QUOTED PASSAGE:
Treatment with interferon alfa-2b led to the disappearance of a large lesion (top image) in the lungs of a patient with lymphomatoid granulomatosis, as shown in this computed tomography chest scan. Image credit: Center for Cancer Research

In the phase 2 trial, led by researchers in the Center for Cancer Research at the National Cancer Institute (NCI), part of NIH, patients treated with interferon alfa-2b lived for a median of about 20 years.

By contrast, past studies reported a median survival of less than two years for people with lymphomatoid granulomatosis.

The findings suggest that immunotherapy can prevent the progression of low-grade disease to high-grade disease. The results were published in Lancet Haematology.

“We have shown in this rare disorder that using a novel immunotherapy-based approach for low-grade disease is effective and improves survival compared with historical treatments such as chemotherapy and corticosteroids,” said Christopher J. Melani, M.D., of NCI’s Center for Cancer Research, who co-led the study.

“I think the results of this study represent a significant contribution to determining the standard-of-care treatment for this rare disease.”

TASK REQUIREMENTS:
For each statement, answer yes or no according to the passage on the lymphomatoid granulomatosis trial, and quote the words that decide it. (a) Patients treated with interferon alfa-2b lived for a median of about 20 years. (b) The results were published in Lancet Oncology. (c) The study was a phase 3 trial.

Data entries:
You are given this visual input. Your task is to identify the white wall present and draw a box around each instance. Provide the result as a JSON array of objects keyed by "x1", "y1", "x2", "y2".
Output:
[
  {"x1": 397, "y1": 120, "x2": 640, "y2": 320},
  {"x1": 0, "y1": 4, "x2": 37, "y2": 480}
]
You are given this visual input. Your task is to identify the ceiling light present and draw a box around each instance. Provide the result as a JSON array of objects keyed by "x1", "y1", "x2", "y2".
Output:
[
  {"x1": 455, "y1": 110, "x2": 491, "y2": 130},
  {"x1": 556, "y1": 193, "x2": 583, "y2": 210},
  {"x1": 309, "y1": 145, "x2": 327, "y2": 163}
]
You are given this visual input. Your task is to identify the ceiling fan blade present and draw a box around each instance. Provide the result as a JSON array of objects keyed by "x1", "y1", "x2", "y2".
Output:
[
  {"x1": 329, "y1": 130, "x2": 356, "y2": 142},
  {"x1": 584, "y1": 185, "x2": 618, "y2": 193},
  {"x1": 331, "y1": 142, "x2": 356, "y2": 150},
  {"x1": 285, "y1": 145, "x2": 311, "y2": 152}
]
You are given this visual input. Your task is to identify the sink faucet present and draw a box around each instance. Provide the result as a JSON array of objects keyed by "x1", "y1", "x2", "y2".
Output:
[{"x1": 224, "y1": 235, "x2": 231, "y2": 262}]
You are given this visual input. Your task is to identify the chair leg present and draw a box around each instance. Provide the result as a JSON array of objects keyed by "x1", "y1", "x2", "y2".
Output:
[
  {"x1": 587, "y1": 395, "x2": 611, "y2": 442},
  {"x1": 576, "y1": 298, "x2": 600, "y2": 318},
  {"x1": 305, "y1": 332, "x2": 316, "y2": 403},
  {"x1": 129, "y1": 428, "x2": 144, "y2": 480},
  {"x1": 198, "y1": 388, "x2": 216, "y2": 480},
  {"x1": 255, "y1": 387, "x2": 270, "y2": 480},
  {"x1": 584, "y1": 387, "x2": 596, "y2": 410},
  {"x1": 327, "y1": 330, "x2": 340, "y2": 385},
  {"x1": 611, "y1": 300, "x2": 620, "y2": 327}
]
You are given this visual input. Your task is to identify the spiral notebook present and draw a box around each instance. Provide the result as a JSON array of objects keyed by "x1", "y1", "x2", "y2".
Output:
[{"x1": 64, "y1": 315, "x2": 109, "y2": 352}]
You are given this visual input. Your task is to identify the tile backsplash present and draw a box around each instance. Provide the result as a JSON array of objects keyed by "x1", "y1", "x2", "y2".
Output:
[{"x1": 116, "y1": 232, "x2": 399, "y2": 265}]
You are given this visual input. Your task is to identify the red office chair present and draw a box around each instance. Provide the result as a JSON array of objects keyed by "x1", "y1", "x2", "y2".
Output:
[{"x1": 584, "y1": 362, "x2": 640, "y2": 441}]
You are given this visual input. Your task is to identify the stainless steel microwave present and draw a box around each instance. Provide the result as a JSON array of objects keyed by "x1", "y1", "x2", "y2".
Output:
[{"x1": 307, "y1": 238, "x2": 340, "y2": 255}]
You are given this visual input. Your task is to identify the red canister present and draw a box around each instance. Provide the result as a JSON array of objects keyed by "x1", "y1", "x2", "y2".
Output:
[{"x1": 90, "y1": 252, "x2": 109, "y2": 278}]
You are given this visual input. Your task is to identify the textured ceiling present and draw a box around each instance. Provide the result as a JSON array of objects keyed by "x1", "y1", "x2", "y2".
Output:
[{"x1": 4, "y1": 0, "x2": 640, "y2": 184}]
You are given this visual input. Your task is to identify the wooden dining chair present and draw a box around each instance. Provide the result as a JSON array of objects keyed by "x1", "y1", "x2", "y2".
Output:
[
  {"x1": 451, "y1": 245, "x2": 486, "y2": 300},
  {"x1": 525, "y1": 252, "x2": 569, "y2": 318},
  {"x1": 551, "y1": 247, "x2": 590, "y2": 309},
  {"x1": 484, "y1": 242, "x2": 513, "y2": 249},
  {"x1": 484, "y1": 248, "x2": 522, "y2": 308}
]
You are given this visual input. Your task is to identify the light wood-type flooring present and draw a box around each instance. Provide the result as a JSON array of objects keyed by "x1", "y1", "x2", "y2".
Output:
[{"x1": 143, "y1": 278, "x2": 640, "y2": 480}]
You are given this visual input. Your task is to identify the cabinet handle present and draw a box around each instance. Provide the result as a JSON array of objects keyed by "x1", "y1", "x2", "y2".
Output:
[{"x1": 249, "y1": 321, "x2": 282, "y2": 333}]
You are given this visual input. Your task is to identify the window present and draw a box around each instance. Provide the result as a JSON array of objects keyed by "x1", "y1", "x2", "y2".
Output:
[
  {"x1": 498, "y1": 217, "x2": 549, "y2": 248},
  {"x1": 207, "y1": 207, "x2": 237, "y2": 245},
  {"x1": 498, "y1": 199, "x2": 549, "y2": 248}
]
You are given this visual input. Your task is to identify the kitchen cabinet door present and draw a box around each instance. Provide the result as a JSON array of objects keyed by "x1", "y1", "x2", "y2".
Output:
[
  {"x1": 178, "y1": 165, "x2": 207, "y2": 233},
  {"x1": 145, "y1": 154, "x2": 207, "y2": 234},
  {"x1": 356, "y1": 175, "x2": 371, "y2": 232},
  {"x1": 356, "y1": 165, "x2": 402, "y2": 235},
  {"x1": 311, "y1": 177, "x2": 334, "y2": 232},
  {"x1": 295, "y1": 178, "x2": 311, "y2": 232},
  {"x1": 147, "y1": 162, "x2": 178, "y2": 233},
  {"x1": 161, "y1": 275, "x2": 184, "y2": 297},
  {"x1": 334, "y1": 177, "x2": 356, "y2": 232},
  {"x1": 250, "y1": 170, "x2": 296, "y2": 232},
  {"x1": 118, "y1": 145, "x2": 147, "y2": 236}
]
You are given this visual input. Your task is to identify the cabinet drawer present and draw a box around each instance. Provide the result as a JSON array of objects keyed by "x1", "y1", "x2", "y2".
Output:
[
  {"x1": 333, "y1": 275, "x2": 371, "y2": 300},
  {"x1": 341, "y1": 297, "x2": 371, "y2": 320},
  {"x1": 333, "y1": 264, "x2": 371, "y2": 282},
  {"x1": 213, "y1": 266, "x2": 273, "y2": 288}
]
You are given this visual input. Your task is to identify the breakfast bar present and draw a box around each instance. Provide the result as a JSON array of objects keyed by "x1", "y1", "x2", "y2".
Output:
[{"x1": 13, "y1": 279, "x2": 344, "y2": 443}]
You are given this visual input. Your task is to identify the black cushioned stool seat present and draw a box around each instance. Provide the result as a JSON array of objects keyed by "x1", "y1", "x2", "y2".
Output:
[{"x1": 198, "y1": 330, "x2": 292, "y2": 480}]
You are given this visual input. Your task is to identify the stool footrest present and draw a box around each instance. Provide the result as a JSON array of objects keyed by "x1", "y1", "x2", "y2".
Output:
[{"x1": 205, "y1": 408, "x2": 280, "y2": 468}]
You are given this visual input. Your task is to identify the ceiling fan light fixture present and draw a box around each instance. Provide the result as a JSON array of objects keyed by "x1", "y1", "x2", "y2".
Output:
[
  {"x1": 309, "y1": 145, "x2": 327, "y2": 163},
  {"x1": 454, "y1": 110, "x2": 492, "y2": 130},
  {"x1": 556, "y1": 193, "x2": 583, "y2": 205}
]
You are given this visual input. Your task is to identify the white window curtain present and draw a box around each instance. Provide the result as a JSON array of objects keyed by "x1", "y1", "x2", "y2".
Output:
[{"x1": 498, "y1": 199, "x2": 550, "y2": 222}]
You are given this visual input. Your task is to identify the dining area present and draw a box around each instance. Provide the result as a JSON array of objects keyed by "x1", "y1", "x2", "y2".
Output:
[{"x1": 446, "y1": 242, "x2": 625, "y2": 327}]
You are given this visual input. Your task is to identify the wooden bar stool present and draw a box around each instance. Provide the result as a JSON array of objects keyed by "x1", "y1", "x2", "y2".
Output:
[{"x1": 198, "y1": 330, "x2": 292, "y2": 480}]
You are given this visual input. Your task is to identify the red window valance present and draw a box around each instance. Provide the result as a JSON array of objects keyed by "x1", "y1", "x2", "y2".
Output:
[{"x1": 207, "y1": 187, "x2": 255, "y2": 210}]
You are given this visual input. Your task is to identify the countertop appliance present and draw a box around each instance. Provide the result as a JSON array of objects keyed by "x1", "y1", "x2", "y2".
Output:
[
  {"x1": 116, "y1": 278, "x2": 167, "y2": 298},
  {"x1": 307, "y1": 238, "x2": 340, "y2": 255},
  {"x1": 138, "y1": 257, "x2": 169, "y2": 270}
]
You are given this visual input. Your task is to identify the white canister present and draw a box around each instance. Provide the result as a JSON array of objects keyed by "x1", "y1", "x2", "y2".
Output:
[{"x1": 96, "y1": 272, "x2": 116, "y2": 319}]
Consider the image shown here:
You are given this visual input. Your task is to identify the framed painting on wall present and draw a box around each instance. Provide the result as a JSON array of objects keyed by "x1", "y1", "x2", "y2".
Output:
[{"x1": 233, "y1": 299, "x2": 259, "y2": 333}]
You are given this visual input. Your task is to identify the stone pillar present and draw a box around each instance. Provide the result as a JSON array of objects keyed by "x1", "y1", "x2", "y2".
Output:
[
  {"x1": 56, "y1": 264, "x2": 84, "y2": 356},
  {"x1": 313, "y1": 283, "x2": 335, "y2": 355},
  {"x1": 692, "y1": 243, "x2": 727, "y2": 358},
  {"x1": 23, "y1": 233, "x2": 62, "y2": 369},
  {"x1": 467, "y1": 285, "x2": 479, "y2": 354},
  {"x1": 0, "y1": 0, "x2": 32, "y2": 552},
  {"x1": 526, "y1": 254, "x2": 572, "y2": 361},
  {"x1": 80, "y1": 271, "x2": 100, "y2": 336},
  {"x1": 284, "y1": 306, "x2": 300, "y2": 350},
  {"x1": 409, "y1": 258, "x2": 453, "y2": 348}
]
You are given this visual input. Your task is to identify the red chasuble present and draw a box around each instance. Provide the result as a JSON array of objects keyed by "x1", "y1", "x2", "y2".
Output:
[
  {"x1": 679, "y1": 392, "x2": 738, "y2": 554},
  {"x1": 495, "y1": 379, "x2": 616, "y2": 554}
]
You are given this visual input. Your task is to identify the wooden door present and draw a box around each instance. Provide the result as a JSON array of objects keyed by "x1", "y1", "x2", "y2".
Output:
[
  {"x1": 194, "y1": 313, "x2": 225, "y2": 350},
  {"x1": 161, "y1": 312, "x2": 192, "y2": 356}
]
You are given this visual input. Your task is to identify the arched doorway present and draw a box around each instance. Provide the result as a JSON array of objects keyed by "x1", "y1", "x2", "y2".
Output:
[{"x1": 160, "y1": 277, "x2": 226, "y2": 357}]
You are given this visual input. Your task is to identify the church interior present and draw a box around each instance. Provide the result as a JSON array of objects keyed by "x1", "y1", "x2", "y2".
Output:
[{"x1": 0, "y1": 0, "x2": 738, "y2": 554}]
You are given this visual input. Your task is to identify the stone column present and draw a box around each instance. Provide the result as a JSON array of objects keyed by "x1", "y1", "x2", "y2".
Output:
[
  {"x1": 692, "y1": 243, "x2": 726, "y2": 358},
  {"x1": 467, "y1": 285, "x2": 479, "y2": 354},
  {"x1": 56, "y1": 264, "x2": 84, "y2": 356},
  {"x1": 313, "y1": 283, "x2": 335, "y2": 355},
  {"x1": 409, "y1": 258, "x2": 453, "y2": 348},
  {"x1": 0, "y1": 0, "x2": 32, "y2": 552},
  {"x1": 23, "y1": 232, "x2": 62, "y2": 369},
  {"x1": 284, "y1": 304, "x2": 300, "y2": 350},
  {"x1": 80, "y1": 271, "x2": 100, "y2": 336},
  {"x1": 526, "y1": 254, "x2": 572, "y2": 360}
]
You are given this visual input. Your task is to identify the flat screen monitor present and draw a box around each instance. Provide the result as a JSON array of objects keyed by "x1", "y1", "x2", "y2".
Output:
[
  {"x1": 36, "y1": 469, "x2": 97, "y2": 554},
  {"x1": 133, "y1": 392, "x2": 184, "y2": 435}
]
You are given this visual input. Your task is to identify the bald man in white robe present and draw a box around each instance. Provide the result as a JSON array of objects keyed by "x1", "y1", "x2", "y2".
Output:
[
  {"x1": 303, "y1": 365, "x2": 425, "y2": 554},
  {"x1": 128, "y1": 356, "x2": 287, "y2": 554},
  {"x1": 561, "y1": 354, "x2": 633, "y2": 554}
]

SOLUTION BELOW:
(a) Yes: "patients treated with interferon alfa-2b lived for a median of about 20 years."
(b) No: "The results were published in Lancet Haematology."
(c) No: "In the phase 2 trial"